= What this task involves =
Rewrite the items below as a single numbered list, skipping blank lines and leaving the pictures out.

= Data to use =

■ ■ ■

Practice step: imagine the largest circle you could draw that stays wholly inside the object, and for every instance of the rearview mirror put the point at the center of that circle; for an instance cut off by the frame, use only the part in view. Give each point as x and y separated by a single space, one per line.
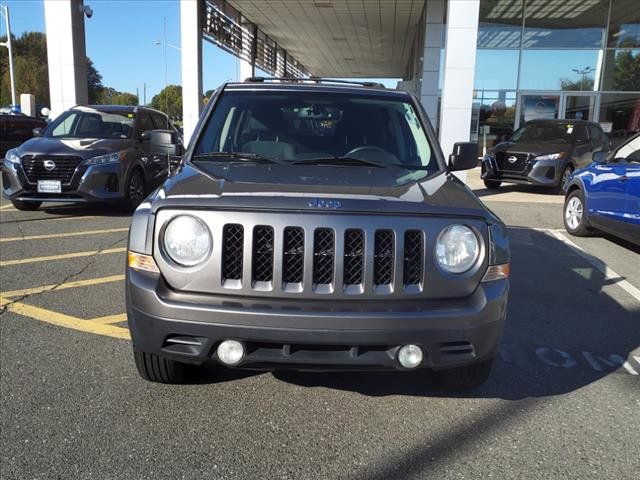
163 142
600 157
464 156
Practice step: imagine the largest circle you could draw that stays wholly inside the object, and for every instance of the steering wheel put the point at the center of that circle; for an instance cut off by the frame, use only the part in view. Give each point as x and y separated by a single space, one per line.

■ ■ ■

= Solution to this task =
1. Practice step: imagine the largest circle you could draw that stays wholly inside the object, and for every instance of the rearview mirror put the point at the center of that circle; for an instance cut off by the frame, use only the part in view. Give each point as x and y separated by a single space, one per line.
2. 163 142
3. 600 157
4. 464 156
5. Practice step: imagine the largest circle you could draw that stays wholly inside the object, and for every instance of the steering wheel put the point at the center of that circle; for an instance cut off by the frame, use only the part in view. Give each point as x and y separated by a single space, one per line.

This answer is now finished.